Source extract -
>>>

The Tony-winning writer of Eureka Day returns with a new play based on a bestselling psychology book.

I can’t speak to the intentions of Jonathan Spector, the playwright who penned the school-vaccine satire Eureka Day with a mix of wit and prescience that won him a 2025 Tony Award. But This Much I Know, Spector’s theatrical take on Daniel Kahneman’s bestselling psychology book Thinking, Fast and Slow now running off-Broadway at 59E59 Theaters, functions as its own clever psychological experiment.
If there’s one broad takeaway from Kahneman’s book, it’s that brains love a good story. If his claims are correct, even the over 2 million readers who have lapped up his insights about human irrationality have continued putting the pieces of the world together in faulty ways. Because, of course, misunderstanding is preferable to no understanding at all. So what if, Spector effectively proposes, we wrap all that juicy information in story? Could that make it stickier? Is this the hack for humanity’s greatest programming bug? Perhaps. But with the most compelling bits of This Much I Know stuck in the realm of academia, it falls short of being a perfectly controlled experiment.
A psychology lecture hall is the play’s starting point and home base. Firdous Bamji, who stars as our academic sherpa Lukesh, welcomes us, his students, with the charisma of a professor whose classes garner the longest waitlists. With a wink, a smile, and an infectiously erudite accent, he dives straight into the central tenet of Kahneman’s book: Our minds have two systems that drive thinking. There’s System 1, the fast, intuitive kind, and System 2, the slow, logical kind. You can guess which one tends to get people into trouble. Spector attempts a seamless transition between info-dumping and storytelling, but the lines are clear when Lukesh works into his slideshow texts from his wife notifying him that she’s left—”possibly forever” (projection designer Mona Kasra, you’ll discover, is on hand for more than just lecture slides).

It’s from here that we start to skip around time and space to examine a constellation of personal stories, each of which highlights different aspects of the psychology of belief and decision-making. We go back in time to see the infuriatingly analytical Lukesh grate against his wife, Natalya (Dani Stoller, grounded but heart-forward), who’s struggling to reconcile her own part in a fatal accident. That journey is tenuously threaded to her impromptu trip to Russia where she tries to unearth details of her family history that intersect with Joseph Stalin’s daughter, Svetlana Alliluyeva (also played by Stoller in fanciful flashbacks). We follow that strand to Svetlana herself, exploring her culpability in her father’s reign of terror. Meanwhile, back at home, Lukesh advises Harold (Ethan J. Miller), a psychology student and heir to a legacy of white supremacy that he’s just starting to challenge (the very entertaining Miller also has his work cut out for him playing most of the incidental characters in Russia).

<<<

Source material -
>>>

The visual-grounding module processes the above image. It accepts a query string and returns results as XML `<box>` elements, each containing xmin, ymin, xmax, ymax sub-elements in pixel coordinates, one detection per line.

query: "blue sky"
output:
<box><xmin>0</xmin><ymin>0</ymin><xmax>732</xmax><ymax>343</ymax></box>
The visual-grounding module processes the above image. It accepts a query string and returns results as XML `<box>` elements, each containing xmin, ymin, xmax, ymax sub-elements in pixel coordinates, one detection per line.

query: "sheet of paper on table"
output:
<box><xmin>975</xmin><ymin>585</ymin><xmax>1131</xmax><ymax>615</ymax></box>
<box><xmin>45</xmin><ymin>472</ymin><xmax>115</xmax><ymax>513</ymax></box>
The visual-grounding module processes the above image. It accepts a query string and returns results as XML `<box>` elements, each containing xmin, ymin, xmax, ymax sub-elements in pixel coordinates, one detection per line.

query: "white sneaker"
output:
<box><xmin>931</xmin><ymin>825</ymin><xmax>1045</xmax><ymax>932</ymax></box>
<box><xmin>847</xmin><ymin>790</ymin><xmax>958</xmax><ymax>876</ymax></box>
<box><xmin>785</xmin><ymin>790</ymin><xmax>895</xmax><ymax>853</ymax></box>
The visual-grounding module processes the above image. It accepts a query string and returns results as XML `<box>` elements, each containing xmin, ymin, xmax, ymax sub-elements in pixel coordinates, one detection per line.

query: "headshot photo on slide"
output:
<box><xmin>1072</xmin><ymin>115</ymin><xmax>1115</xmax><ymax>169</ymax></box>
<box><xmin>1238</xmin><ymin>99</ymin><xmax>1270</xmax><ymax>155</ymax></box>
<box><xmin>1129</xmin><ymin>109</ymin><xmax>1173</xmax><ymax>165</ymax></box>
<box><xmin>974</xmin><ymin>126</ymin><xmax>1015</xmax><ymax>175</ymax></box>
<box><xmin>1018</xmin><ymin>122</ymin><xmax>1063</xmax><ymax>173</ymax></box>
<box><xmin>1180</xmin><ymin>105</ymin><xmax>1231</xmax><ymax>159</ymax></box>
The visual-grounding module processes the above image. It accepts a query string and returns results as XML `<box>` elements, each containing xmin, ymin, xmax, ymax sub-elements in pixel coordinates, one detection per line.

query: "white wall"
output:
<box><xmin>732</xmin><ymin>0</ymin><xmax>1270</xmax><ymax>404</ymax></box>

<<<

What you are asked to do -
Answer these questions from the theater review of This Much I Know.
1. Where is This Much I Know running off-Broadway?
2. Which actor plays Lukesh?
3. Which actor plays both Natalya and Svetlana Alliluyeva?

Response area -
1. 59E59 Theaters
2. Firdous Bamji
3. Dani Stoller